• **EXERCISE SET**
A - List the constraint types that the tuning page names as remaining enabled while yb-voyager imports data.
B - Transcribe the part of the tuning page starting with "Techniques to improve performance" and going on through "increase the number of jobs.".

* BEGIN SELECTED EXCERPT *

Tune performance
This page describes factors that can affect the performance of migration jobs being carried out using yb-voyager, along with the tuneable parameters you can use to improve performance.
Improve import performance
There are several factors that slow down data-ingestion performance in any database:
-
Constraint checks. Every insert has to satisfy the constraints (including foreign key constraints, value constraints, and so on) defined on a table, which results in extra processing. In distributed databases, this becomes pronounced as foreign key checks invariably mean talking to peer servers.
-
Trigger actions. If triggers are defined on tables for every insert, then the corresponding trigger action (for each insert) is executed, which slows down ingestion.
yb-voyager improves performance when migrating data into a newly created empty database in several ways:
-
Disables foreign key constraints during data import. However, other constraints like primary key constraints, check constraints, unique key constraints, and so on are not disabled. It's safe to disable some constraint checks as the data is from a reliable source. For maximum throughput, it is also preferable to not follow any order when populating tables.
-
Disables triggers also during the import data phase.
Note
yb-voyager only disables the constraint checks and triggers in the internal sessions it uses to migrate data.
Techniques to improve performance
Use one or more of the following techniques to improve import data performance:
-
Load data in parallel. yb-voyager executes N parallel batch ingestion jobs at any given time. On YugabyteDB v2.20 and above, yb-voyager adapts the value of N depending on the resource usage (CPU/memory) of the cluster, with the goal of maintaining an optimal CPU usage (<70%). By default, the upper bound of N is set to half the total number of cores in the YugabyteDB cluster. Use the --adaptive-parallelism-max flag to override this default value.
Against older YugabyteDB versions, N is equal to one-fourth of the total number of cores in the YugabyteDB cluster. Normally this is a good default value and should consume around 50-60% of CPU usage.
If CPU use is greater than 50-60%, you should lower the number of jobs. Similarly, if CPU use is low, you can increase the number of jobs.

* END SELECTED EXCERPT *
* BEGIN RECORD LIST *

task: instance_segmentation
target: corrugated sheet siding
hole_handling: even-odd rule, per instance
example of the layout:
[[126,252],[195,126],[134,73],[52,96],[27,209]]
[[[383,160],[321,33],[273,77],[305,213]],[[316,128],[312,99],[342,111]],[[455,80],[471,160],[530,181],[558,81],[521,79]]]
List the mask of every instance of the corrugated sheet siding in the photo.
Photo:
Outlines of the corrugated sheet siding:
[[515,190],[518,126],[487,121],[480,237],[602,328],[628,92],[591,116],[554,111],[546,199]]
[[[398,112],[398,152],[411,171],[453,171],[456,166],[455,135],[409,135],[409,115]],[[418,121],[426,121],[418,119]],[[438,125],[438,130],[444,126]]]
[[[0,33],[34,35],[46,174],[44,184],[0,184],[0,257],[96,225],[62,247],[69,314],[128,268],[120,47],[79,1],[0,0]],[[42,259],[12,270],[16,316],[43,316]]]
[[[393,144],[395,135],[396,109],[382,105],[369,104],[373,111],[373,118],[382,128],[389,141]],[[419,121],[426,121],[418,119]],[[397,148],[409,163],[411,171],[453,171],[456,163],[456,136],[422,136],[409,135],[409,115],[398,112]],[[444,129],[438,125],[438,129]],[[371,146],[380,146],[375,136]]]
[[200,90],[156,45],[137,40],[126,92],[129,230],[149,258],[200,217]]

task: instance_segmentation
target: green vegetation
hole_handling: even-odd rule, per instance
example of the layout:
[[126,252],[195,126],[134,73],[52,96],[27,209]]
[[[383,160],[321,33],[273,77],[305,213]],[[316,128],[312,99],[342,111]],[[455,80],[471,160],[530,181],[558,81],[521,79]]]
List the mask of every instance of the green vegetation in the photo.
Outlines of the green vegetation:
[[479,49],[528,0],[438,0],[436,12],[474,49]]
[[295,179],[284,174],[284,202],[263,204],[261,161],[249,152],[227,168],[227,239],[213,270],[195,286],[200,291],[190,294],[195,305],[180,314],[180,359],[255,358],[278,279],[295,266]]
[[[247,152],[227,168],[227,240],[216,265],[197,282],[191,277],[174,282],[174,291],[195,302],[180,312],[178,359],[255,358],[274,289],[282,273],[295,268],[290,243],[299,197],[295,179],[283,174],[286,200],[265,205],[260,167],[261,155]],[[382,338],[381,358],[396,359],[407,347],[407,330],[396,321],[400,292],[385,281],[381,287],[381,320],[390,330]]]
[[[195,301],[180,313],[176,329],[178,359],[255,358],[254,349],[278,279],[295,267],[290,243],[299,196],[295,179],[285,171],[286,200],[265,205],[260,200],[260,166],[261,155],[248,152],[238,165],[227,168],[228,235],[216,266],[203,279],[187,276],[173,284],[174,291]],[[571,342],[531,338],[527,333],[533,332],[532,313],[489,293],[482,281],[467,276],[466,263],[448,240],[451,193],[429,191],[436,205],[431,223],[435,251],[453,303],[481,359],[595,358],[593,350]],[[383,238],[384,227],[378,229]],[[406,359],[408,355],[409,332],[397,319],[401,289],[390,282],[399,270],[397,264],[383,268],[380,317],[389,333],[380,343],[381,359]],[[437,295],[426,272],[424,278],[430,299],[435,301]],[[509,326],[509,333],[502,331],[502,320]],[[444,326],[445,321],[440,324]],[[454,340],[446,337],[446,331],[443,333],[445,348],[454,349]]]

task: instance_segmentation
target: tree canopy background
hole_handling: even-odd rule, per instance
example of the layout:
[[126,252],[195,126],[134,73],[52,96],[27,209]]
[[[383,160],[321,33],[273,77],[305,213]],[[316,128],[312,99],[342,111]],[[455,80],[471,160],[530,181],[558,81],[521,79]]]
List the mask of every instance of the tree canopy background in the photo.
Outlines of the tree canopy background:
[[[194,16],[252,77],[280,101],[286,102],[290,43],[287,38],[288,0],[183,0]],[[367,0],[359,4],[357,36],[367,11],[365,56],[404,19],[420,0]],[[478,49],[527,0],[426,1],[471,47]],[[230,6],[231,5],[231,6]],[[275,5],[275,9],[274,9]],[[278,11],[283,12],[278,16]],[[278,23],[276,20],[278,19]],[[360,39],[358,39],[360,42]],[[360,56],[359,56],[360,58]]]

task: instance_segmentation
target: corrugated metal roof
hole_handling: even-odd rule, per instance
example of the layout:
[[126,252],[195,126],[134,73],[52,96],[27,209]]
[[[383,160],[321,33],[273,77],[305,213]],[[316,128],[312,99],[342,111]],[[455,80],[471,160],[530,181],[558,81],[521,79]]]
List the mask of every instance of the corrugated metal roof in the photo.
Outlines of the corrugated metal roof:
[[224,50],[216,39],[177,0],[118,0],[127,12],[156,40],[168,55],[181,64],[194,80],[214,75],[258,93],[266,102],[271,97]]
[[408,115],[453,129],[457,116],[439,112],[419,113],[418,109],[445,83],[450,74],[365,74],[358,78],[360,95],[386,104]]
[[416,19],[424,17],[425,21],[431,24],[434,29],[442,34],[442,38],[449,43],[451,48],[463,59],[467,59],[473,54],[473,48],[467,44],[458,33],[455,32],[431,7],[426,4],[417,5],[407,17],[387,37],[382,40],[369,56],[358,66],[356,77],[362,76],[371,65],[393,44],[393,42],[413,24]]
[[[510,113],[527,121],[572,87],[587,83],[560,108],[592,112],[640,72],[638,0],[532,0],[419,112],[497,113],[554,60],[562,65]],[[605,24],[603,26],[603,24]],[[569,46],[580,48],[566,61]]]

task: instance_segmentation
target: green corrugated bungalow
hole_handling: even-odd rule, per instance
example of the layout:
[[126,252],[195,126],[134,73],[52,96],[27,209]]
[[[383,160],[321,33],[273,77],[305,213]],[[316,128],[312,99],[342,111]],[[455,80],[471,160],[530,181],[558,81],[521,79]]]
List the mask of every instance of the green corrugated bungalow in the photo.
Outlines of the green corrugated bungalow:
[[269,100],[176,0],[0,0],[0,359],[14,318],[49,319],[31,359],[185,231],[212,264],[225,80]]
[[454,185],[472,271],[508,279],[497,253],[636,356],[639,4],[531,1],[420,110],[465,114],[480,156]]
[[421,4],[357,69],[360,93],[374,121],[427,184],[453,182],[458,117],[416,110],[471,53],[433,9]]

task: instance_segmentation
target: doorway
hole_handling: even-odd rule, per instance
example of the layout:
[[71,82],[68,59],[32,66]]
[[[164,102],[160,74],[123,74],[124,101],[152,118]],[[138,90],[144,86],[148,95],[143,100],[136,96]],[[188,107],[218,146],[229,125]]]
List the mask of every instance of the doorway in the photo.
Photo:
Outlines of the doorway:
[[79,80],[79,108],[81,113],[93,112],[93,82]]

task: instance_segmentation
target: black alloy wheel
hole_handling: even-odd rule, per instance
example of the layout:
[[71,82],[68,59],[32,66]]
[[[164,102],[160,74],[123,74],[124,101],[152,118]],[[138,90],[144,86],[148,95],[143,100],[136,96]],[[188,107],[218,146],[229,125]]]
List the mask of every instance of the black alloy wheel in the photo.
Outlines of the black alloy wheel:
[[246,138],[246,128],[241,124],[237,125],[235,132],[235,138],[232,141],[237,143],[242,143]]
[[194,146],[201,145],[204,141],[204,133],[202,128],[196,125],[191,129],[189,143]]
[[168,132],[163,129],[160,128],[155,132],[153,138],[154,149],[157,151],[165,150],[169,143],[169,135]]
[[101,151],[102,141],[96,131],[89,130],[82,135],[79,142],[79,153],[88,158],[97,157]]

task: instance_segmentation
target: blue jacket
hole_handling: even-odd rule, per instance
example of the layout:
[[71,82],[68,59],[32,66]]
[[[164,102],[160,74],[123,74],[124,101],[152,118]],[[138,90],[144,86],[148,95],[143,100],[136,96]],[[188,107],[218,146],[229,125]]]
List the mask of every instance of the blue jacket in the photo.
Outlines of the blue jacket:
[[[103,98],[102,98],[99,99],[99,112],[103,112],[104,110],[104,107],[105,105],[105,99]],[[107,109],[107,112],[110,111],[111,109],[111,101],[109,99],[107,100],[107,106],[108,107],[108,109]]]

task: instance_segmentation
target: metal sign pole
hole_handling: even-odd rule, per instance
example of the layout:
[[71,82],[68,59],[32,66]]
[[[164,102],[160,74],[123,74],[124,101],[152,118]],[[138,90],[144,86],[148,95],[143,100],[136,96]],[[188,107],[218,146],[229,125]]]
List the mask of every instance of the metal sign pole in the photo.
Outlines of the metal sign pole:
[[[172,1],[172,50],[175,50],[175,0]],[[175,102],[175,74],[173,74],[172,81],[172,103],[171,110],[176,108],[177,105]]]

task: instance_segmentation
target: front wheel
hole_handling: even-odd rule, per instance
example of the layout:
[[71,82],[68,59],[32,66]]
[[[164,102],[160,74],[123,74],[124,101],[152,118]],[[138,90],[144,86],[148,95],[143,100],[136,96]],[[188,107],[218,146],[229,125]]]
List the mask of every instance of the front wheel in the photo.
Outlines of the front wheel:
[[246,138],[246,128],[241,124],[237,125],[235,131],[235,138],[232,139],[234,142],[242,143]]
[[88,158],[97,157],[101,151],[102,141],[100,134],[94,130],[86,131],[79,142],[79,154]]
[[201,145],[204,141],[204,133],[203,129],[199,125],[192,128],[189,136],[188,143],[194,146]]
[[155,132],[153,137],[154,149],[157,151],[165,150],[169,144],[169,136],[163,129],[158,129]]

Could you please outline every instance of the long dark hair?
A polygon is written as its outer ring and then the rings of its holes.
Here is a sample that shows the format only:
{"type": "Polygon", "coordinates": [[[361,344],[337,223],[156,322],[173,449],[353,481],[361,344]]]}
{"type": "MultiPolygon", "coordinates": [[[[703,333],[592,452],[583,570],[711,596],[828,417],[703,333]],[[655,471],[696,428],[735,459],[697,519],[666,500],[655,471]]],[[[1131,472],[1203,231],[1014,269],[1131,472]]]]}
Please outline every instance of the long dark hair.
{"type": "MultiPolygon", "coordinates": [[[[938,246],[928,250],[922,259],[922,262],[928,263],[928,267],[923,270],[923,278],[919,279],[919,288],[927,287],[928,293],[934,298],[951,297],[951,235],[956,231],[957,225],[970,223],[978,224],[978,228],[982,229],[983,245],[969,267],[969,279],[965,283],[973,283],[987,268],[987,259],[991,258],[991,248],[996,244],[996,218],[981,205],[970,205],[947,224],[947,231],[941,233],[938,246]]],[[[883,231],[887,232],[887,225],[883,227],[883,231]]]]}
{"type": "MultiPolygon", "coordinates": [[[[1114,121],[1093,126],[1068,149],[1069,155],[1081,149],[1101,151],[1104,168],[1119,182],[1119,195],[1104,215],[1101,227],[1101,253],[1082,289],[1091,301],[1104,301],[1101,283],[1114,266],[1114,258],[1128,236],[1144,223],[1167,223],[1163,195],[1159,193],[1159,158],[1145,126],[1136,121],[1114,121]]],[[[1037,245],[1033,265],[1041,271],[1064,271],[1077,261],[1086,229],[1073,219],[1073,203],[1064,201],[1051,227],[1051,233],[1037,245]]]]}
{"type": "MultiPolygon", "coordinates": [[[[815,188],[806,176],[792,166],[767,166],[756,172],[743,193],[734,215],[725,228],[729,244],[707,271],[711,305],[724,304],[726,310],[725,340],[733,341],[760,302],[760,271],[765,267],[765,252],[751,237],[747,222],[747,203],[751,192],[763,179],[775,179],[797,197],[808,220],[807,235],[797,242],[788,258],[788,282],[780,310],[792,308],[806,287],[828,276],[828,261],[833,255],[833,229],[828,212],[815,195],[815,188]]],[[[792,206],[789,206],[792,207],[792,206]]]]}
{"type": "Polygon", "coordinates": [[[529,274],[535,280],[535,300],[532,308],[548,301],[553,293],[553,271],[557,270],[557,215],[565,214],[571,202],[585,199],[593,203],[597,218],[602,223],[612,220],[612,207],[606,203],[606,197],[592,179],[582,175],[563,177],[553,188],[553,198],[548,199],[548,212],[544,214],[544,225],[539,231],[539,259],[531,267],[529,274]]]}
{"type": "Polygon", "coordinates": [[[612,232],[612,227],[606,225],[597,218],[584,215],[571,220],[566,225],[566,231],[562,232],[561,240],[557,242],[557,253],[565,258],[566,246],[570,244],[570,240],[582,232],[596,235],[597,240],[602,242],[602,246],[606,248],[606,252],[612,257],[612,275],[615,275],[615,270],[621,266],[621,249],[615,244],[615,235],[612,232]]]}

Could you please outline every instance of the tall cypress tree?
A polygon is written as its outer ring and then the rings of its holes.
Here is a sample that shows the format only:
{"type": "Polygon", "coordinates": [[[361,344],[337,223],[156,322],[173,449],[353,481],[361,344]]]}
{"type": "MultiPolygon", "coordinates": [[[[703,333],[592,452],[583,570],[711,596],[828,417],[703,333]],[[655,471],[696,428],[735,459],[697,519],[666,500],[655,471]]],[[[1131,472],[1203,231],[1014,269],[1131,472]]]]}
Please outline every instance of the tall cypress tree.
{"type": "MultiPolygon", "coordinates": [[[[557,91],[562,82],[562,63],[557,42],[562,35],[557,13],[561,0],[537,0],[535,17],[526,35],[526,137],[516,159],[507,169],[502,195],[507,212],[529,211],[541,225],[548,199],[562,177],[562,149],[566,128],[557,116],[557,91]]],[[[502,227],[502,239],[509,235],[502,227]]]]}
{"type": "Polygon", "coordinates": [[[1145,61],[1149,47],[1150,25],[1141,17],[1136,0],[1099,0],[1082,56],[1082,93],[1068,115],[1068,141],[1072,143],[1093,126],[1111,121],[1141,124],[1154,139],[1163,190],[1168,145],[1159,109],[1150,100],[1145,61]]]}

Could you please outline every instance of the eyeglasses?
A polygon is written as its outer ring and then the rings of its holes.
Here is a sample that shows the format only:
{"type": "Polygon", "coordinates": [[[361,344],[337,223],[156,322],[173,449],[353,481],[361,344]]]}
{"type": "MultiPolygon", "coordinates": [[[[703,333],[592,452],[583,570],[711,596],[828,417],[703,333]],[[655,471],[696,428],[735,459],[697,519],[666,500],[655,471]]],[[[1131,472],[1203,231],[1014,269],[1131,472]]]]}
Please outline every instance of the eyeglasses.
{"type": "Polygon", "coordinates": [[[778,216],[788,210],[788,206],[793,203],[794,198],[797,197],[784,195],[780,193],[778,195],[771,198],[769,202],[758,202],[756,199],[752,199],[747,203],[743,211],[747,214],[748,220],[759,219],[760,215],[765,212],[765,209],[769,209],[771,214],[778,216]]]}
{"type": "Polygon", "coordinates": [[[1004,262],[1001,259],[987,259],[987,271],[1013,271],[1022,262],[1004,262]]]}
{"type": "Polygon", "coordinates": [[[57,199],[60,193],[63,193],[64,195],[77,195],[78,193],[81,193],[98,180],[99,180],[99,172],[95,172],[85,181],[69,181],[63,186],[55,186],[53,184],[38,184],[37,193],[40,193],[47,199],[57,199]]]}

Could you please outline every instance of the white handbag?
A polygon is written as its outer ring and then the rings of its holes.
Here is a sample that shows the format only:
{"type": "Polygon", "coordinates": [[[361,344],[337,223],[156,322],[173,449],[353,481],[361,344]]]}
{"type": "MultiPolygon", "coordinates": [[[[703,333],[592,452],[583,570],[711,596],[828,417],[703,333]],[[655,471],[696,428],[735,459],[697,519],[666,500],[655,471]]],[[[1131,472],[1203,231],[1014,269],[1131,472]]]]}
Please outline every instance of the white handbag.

* END RECORD LIST *

• **ANSWERS FOR THIS EXERCISE**
A -
- Primary key constraints
- Check constraints
- Unique key constraints

B -
Techniques to improve performance
Use one or more of the following techniques to improve import data performance:
-
Load data in parallel. yb-voyager executes N parallel batch ingestion jobs at any given time. On YugabyteDB v2.20 and above, yb-voyager adapts the value of N depending on the resource usage (CPU/memory) of the cluster, with the goal of maintaining an optimal CPU usage (<70%). By default, the upper bound of N is set to half the total number of cores in the YugabyteDB cluster. Use the --adaptive-parallelism-max flag to override this default value.
Against older YugabyteDB versions, N is equal to one-fourth of the total number of cores in the YugabyteDB cluster. Normally this is a good default value and should consume around 50-60% of CPU usage.
If CPU use is greater than 50-60%, you should lower the number of jobs. Similarly, if CPU use is low, you can increase the number of jobs.